Point labeling records:

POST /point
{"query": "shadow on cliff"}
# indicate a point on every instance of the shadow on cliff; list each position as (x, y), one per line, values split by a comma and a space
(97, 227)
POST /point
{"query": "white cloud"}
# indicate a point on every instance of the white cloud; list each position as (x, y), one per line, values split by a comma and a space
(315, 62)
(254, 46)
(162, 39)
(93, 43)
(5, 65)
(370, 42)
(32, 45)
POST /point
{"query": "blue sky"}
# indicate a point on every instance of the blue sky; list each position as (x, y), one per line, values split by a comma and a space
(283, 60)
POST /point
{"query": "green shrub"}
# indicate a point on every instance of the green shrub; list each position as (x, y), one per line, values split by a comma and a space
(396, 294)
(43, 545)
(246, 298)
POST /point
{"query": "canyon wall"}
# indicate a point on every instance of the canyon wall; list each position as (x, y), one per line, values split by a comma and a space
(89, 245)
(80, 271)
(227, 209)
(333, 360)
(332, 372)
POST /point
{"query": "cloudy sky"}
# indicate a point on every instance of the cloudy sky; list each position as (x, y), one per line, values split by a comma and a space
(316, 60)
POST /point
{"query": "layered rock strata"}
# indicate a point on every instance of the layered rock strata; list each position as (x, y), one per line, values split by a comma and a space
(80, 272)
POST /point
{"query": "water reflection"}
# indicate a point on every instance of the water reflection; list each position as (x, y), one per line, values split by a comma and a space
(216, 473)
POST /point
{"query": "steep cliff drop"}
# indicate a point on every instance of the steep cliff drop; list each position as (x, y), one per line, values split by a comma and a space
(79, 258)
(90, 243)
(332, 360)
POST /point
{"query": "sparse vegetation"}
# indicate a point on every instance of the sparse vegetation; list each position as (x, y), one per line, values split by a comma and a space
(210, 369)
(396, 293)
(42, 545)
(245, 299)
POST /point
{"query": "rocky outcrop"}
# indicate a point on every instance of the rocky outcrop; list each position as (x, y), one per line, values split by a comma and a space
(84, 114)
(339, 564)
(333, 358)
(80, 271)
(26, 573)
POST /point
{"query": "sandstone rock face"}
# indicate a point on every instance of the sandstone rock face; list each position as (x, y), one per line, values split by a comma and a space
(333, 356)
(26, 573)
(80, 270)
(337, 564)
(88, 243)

• **YOUR TASK**
Count the lines in the records above that contain the string "sparse", matching case exactly. Reply with the number alone.

• **TASK SOLUTION**
2